■ EXERCISE SET ■
1 – In the passage about the Leighton Moss telegram, on what date and at what time was the telegram sent?
2 – Summarize the passage about the Leighton Moss telegram in two sentences.
3 – Proceed with the passage about the Leighton Moss telegram, carrying it on from its final sentence.

■ PASSAGE PROVIDED ■
-----
I love digging through archives. But there's no denying that some days are a little dull: after several unproductive hours you have to force your eyes to focus on the paperwork. And then occasionally, you turn up a document of real significance, one that wakes you up and transports you to another time and place.  I became very excited when I found this telegram in the County Record Office. It was sent by the owner of Leighton Hall -- Mr Charles Gillow -- to his land agent in Lancaster. It is dated and timed:  July 25th 1918 at 10.21 am -- three and a half months before the end of the First World War.  In 28 pencil-written words the message records with shock and anger the moment when Leighton Moss re-flooded.  For 80 years the Moss had been drained to grow arable crops and fodder. Now, Charles Gillow complained in the staccato tones of  the telegram: "Grisedale hay on moss under water. Pump not going. I consider Dawsons are responsible." For the landlord and his tenants it was a moment  of catastrophe. Within months a lengthy legal battle was underway between Mr Gillow and the trustees of the neighbouring Dawson land who looked after the pump. The telegram is part of the jigsaw of evidence which explains why the Moss flooded again, and why the pump was never restarted. If it had been, there would be no Leighton Moss nature reserve today.  The full story is in Chapter 6 of my book 'Leighton Moss from Ice Age to Present Day', due to be launched on September 13.
-----
■ DATA SECTION ■
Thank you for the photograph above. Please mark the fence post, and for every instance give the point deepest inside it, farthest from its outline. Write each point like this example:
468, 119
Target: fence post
-----
■ TASK-BY-TASK RESULTS ■
1 – July 25th 1918 at 10.21 am

2 – In the County Record Office, the author found a 1918 telegram in which Charles Gillow, owner of Leighton Hall, told his land agent in Lancaster that Leighton Moss had re-flooded and blamed the Dawsons. The flooding of land drained for 80 years led to a lengthy legal battle, and because the pump was never restarted, the Leighton Moss nature reserve exists today.

3 –
Bad News.  The July 1918 Telegram from Charles Gillow to his land agent Ernest Harrison in Lancaster. Note that the telegram was sent from the Post Office in Yealand Conyers: none of the Yealands now has a Post Office. Today the grim tidings would be conveyed by email. Not the same at all. And how will the historians of the future access them? (Courtesy Lancashire County Records)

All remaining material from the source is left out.